Day 70
So, today was my birthday and some shit happened and didn't happen and happened but I can't seem to remember it very well after I had that acai-ified booze drink (at least I got some antioxidants out of it, more like anti-recall-idants). Here is a list of things I can remember:
So, I woke up this morning and my phone was disconnected and I had missed breakfast. Normally on my birthday I receive some birthday wishes calls (well, my Mom calls) so I moped around for a bit eating microwave oatmeal (digging on the artificial sweetener) until I realized that my only means of communication was facebook. So, using the "my phone is not working" excuse I played around all day on it. Well, not all day I did read a draft of a story written by a classmate until I realized that looking at the pictures of people I haven't talked to in four years was more entertaining.

**Source material:**
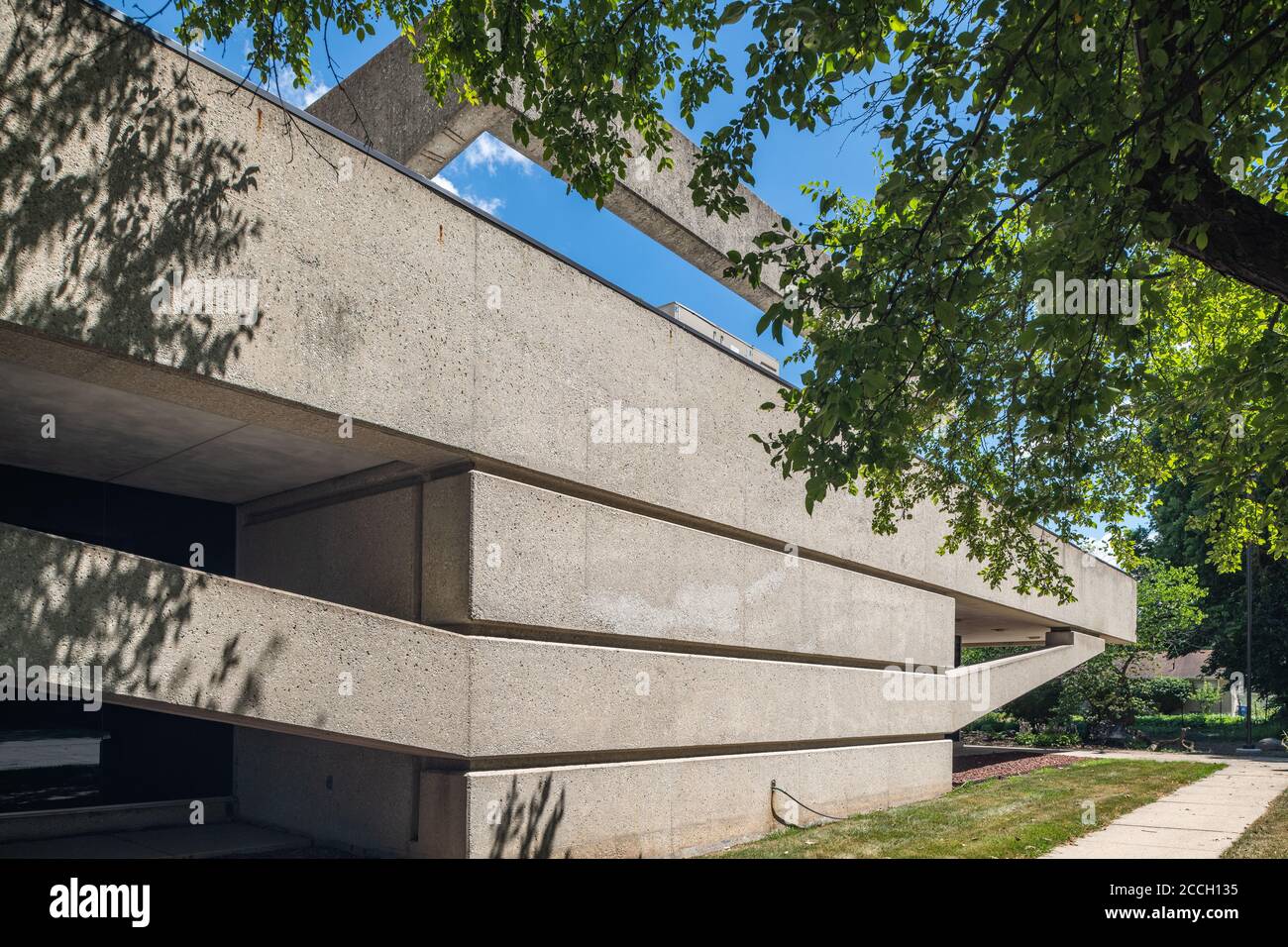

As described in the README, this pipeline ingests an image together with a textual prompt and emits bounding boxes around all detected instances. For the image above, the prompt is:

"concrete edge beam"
[412,740,952,858]
[422,472,954,668]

**Tasks and exercises:**
(1) Answer these questions using the Day 70 entry:
(a) What drink does the writer say made the day hard to remember?
(b) What did the writer eat while moping around?
(c) How long has it been since the writer talked to the people in the pictures?
(2) Check each statement against the Day 70 entry. Mark it yes or no, and quote the words that decide it.
(a) The writer's phone was working that morning.
(b) The writer ate breakfast as usual.
(c) The writer read a draft of a story by a classmate.
(3) Continue the Day 70 entry from its last sentence.

**Answers per task:**
(1)
(a) An acai-ified booze drink.
(b) Microwave oatmeal.
(c) Four years.

(2)
(a) No: "my phone was disconnected"
(b) No: "I had missed breakfast"
(c) Yes: "I did read a draft of a story written by a classmate"

(3)
I was not only asked out for lunch, I was also asked out for a cookie afterward. Before the cookie I stopped by to pick up the following party favors, feather boa, toy compasses with mazes on the back, plastic metallic rings that were so small that the only human beings who could fit into them can't play with them because they are choking hazards, fake Olympic medals to make my friends feel like "winners" (gotta butter 'em up somehow), pirate masks to cover at least one of their eyes so I wouldn't have to look into them, sheriff badges (scary fetish I have), and neon beads (lord knows). I was so proud of my loot that I whipped out the box early to show off my goods to my bodyguard. I smiled at him like a proud puppy presenting a dead baby bunny. He said, "You shouldn't spend your money on all that crap. I thought you were broke." Where did I find this guy?
I got two cards with drinks on them (shot and a beer) and two other cards. One card was a remade Christmas card with every other word crossed out and/or replaced with "Birthday" like, "BIRTHDAY laughing all the BIRTHDAY way" and "Thinking of you this BIRTHDAY(holiday)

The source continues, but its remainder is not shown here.